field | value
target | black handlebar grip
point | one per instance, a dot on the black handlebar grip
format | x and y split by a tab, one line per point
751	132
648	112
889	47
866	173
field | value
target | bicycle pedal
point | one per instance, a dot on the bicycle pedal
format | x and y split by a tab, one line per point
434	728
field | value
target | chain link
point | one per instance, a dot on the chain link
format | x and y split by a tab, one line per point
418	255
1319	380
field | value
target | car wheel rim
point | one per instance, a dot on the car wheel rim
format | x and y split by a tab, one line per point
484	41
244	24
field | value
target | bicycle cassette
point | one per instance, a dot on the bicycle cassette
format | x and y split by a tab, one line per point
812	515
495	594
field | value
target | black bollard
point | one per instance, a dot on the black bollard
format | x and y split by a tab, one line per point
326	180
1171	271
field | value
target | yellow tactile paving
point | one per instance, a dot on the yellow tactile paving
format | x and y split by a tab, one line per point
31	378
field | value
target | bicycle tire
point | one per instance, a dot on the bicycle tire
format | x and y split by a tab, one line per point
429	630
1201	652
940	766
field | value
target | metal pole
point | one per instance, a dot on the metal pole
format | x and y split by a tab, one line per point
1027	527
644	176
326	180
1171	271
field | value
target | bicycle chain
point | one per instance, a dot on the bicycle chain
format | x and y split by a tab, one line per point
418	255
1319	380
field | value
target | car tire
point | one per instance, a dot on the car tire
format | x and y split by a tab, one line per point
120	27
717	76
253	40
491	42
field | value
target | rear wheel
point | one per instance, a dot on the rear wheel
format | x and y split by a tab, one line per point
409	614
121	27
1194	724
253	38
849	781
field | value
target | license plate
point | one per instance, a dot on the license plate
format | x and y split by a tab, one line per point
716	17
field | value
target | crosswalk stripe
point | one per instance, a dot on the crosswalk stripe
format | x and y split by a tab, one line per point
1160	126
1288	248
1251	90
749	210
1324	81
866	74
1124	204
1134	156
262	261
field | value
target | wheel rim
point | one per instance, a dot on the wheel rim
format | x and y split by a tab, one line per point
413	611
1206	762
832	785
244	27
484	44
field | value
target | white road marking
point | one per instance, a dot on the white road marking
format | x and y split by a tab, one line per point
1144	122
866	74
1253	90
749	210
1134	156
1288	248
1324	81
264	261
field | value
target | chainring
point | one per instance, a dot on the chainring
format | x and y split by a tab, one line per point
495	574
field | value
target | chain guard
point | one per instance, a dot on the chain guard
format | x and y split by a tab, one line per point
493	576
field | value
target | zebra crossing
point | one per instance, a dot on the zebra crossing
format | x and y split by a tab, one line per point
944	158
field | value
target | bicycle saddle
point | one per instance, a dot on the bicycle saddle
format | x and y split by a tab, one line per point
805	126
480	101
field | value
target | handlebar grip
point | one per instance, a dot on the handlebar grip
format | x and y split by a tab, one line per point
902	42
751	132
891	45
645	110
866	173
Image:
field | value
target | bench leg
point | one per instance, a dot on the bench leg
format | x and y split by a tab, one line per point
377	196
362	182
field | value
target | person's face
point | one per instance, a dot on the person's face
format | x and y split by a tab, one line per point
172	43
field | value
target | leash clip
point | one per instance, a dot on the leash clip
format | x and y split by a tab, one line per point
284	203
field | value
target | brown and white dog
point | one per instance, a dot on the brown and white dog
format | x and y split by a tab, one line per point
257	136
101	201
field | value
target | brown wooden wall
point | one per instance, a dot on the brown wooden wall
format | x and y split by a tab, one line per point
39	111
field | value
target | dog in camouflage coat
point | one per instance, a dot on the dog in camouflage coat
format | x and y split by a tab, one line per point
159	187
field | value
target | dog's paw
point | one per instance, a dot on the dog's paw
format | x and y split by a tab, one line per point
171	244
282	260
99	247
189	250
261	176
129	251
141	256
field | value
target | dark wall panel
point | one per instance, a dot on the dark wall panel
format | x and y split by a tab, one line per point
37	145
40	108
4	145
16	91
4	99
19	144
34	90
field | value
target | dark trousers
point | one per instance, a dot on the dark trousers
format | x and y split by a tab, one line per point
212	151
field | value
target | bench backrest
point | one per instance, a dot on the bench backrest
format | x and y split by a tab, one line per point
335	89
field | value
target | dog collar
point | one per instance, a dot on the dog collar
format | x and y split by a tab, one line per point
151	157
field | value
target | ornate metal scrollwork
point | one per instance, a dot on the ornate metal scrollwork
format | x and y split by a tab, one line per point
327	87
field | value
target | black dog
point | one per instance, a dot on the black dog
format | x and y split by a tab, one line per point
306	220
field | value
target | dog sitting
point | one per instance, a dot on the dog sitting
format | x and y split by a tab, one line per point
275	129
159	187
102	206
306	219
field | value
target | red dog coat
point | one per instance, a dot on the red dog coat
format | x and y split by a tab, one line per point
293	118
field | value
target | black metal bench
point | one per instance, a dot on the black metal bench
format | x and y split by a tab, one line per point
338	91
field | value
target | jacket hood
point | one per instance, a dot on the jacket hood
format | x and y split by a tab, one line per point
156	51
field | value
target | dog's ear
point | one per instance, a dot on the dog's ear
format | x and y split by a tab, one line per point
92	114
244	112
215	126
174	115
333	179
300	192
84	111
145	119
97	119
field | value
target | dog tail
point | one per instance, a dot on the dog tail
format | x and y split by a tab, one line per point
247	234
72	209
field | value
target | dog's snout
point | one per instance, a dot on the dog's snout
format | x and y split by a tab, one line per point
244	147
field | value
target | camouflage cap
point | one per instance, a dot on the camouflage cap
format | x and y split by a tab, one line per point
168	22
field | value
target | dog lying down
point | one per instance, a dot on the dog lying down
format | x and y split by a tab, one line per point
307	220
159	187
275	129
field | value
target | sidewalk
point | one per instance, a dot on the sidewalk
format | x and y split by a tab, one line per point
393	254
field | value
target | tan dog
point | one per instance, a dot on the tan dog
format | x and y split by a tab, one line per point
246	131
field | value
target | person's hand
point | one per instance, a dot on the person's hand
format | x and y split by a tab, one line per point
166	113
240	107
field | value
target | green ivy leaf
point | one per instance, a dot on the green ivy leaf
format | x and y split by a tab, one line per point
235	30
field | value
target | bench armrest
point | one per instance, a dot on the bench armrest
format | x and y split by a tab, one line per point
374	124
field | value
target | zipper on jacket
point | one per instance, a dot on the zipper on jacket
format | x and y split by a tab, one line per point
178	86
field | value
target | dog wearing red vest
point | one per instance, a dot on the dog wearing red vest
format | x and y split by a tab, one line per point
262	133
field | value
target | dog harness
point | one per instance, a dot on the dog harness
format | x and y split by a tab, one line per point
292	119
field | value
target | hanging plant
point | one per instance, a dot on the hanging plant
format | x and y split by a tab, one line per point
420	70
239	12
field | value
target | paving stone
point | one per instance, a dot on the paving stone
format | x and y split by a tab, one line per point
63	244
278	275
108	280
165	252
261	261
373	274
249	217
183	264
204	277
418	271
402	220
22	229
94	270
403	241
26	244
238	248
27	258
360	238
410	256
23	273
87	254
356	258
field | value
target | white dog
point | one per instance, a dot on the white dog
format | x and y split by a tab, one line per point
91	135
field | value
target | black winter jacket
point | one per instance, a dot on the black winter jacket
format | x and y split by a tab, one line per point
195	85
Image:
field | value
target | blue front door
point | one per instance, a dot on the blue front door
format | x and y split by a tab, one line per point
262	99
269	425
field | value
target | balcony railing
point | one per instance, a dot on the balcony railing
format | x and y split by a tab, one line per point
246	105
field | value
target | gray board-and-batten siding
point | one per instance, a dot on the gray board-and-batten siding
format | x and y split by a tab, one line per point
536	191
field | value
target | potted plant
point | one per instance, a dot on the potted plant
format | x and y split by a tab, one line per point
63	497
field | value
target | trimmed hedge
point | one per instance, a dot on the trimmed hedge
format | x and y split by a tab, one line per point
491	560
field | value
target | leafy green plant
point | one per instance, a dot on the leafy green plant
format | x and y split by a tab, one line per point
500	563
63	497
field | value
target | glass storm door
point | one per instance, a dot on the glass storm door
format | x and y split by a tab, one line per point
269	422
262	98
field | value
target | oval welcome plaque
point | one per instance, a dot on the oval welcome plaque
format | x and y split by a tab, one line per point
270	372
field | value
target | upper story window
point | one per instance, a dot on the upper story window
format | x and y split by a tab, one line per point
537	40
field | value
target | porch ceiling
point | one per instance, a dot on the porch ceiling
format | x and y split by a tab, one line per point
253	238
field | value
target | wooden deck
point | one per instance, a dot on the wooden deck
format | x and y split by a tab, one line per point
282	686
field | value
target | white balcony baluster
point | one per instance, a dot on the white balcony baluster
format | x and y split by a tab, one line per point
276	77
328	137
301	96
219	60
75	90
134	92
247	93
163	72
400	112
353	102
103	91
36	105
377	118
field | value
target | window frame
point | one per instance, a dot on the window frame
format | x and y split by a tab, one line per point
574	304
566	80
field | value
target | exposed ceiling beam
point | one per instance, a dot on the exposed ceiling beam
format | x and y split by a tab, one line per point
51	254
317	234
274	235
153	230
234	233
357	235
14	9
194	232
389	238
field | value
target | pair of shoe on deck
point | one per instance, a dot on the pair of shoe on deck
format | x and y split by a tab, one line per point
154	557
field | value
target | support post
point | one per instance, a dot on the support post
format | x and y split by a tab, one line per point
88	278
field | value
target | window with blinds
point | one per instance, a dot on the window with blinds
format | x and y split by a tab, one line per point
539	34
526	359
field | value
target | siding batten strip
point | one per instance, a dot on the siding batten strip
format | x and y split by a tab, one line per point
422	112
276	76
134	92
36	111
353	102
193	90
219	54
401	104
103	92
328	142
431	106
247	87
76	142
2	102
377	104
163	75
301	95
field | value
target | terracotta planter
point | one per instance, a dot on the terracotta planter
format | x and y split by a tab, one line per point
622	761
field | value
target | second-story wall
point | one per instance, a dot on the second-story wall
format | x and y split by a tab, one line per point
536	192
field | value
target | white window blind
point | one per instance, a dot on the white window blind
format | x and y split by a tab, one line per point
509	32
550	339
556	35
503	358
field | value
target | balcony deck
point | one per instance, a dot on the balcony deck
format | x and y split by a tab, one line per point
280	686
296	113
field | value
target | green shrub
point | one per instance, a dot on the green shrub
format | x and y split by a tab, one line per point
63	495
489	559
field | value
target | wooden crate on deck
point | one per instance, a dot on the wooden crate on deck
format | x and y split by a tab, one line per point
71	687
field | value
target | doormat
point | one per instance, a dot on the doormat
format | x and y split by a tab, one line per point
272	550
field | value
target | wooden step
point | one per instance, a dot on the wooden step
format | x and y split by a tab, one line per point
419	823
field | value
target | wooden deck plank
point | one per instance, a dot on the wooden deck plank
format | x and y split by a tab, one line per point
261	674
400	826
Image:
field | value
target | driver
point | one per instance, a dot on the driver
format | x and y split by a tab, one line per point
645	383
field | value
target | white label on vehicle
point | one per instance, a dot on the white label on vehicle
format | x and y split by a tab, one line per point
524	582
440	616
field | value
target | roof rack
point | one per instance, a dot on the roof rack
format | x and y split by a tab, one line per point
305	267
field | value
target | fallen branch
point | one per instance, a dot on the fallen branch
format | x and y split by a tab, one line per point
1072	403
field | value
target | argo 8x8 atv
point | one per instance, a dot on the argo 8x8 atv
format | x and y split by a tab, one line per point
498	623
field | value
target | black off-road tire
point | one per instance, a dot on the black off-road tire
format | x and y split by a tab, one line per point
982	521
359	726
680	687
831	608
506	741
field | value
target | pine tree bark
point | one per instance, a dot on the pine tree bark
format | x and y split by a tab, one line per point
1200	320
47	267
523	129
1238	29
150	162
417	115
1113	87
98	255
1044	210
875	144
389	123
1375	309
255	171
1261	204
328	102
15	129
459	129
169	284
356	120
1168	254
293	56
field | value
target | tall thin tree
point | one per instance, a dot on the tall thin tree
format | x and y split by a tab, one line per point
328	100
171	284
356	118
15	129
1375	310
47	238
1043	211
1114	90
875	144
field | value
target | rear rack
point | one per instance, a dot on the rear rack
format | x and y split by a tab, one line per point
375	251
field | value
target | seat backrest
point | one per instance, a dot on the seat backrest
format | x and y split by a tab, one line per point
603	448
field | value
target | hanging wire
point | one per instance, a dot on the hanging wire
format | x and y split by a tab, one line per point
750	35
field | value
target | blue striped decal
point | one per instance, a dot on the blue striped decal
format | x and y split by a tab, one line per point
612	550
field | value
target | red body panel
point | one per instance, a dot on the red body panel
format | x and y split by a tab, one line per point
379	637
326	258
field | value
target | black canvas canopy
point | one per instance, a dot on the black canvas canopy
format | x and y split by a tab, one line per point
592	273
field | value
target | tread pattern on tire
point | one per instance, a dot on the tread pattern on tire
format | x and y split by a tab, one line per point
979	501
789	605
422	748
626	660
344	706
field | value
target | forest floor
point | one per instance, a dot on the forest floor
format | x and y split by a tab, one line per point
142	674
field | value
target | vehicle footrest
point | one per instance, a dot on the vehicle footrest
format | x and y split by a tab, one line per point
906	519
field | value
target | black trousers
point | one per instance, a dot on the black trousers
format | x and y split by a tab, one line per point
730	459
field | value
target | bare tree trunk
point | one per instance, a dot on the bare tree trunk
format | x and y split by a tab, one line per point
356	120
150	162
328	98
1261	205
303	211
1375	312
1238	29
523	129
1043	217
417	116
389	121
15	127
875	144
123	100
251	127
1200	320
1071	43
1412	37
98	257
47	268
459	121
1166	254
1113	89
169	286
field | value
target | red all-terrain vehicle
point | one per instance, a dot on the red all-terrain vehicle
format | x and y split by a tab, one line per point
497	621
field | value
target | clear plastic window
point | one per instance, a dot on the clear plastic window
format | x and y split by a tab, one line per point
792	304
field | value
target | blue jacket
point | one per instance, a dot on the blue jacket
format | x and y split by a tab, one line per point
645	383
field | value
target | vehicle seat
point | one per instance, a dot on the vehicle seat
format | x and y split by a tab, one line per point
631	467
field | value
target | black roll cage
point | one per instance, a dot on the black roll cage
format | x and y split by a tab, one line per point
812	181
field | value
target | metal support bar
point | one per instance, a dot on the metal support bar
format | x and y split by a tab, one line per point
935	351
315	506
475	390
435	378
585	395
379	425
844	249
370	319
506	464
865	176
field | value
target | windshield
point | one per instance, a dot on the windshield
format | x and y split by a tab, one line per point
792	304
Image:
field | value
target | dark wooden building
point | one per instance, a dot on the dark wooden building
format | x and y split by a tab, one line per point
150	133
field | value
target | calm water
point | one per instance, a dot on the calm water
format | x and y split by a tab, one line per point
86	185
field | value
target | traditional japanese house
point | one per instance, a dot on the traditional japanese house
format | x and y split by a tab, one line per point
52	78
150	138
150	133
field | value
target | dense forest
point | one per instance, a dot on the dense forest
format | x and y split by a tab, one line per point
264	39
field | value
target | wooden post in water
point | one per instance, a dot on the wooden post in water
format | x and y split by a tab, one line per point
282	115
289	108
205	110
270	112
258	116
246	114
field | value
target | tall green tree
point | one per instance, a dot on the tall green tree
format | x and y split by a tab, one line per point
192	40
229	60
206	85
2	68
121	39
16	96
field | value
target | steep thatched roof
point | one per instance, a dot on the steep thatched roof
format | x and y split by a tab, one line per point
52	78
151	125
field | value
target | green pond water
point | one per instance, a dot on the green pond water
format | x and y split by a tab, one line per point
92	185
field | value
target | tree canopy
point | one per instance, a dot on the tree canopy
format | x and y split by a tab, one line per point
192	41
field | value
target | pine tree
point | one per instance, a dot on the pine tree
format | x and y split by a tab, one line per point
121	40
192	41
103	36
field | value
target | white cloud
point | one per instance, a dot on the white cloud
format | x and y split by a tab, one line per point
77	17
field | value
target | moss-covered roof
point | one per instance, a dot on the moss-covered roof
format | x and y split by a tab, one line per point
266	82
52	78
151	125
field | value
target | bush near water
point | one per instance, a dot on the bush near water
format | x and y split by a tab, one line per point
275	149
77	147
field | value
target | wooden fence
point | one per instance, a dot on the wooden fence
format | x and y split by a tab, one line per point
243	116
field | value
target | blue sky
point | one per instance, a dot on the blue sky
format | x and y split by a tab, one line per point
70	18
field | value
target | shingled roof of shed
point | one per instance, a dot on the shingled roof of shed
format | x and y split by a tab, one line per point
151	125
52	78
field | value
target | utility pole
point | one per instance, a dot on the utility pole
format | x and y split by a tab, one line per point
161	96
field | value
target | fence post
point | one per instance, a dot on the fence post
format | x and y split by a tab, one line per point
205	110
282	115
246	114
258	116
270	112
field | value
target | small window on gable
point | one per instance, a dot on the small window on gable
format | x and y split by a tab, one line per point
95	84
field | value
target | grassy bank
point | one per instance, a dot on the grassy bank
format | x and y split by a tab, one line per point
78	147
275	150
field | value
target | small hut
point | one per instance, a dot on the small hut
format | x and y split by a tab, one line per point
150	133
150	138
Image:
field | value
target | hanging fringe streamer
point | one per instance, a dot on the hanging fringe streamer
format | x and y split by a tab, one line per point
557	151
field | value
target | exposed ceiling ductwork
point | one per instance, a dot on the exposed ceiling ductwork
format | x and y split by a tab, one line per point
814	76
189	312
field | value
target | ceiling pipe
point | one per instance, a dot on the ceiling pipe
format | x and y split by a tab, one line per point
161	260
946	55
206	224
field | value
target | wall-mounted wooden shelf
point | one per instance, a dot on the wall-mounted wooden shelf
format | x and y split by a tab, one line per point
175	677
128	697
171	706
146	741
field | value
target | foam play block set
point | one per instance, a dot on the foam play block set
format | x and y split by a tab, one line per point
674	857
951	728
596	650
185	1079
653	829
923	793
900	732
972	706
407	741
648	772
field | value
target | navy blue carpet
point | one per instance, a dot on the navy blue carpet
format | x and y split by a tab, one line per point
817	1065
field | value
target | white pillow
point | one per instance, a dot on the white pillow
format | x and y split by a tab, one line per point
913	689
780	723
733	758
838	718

▶ [WHAT THE TASK REQUIRES] Count the lines in the items above that contain the word "zebra", treating uppercase and lowercase as different, and give only the number.

▶ [WRITTEN ANSWER] 2